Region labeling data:

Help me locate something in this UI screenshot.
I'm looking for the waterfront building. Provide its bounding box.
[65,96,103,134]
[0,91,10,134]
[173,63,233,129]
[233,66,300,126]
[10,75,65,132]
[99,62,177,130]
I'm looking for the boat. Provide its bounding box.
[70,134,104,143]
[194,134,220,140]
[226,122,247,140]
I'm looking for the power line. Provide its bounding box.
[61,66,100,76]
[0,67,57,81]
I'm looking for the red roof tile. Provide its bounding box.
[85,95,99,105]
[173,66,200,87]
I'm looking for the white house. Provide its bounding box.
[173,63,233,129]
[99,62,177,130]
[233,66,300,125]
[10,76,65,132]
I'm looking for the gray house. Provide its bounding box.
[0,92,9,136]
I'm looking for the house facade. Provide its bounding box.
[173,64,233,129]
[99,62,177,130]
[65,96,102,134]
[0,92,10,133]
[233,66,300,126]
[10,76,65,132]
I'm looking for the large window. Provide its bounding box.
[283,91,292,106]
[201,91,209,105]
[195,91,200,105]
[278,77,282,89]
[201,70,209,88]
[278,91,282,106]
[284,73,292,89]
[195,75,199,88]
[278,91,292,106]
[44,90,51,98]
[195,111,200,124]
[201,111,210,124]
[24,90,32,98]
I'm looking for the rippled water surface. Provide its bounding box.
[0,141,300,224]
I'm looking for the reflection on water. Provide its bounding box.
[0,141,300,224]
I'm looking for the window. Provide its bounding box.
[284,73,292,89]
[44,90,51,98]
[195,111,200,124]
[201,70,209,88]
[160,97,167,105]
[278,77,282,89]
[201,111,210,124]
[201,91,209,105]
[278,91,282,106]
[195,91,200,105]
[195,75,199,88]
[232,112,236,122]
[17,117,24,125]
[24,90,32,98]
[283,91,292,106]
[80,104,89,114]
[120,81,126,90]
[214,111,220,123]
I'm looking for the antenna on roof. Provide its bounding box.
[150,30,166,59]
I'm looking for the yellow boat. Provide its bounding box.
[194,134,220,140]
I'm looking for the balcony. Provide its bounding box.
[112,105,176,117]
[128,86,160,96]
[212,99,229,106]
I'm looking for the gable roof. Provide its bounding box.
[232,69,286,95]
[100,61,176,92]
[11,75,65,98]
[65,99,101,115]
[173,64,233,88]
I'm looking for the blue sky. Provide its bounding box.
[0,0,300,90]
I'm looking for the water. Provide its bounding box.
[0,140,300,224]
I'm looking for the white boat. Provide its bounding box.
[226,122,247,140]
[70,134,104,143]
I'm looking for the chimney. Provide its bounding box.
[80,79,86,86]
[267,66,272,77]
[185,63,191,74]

● THE EXERCISE
Convert the lines of the data, starting with the line containing "I'm looking for the large" and going on through the last line of the data, into a JSON list of strings with one string per line and blank lines omitted.

● COMPLETE RESPONSE
[
  "I'm looking for the large window. Provide its bounding box.",
  "[283,91,292,106]",
  "[201,91,209,105]",
  "[195,91,200,105]",
  "[278,77,282,89]",
  "[201,70,209,88]",
  "[278,91,282,106]",
  "[284,73,292,89]",
  "[195,75,199,88]",
  "[278,91,292,106]",
  "[44,90,51,98]",
  "[195,111,200,124]",
  "[201,111,210,124]",
  "[24,90,32,98]",
  "I'm looking for the rippled water surface. Provide its bounding box.",
  "[0,141,300,224]",
  "I'm looking for the reflection on water. Provide its bounding box.",
  "[0,141,300,224]",
  "I'm looking for the window. Provide its bounding box.",
  "[284,73,292,89]",
  "[44,90,51,98]",
  "[195,111,200,124]",
  "[201,70,209,88]",
  "[160,97,167,105]",
  "[278,77,282,89]",
  "[201,111,210,124]",
  "[201,91,209,105]",
  "[278,91,282,106]",
  "[195,91,200,105]",
  "[195,75,199,88]",
  "[232,112,236,122]",
  "[17,117,24,125]",
  "[24,90,32,98]",
  "[283,91,292,106]",
  "[80,104,89,114]",
  "[120,81,126,90]",
  "[214,111,220,123]",
  "I'm looking for the antenna on roof. Provide its bounding box.",
  "[150,30,166,59]",
  "I'm looking for the yellow boat. Provide its bounding box.",
  "[194,134,220,140]",
  "I'm looking for the balcony. Provide its bounding box.",
  "[112,105,176,117]",
  "[128,86,160,96]",
  "[212,99,229,106]",
  "I'm looking for the gable roof. Provide its bounding box.",
  "[232,69,286,95]",
  "[100,61,176,92]",
  "[11,75,65,98]",
  "[65,99,101,115]",
  "[173,64,233,88]",
  "I'm looking for the blue sky. Provide its bounding box.",
  "[0,0,300,90]",
  "I'm looking for the water. Provide its bounding box.",
  "[0,140,300,224]",
  "I'm looking for the white boat. Provide its bounding box.",
  "[226,122,247,140]",
  "[70,134,104,143]",
  "I'm looking for the chimney. Provide its bounding box.",
  "[80,79,86,86]",
  "[267,66,272,77]",
  "[185,63,191,74]"
]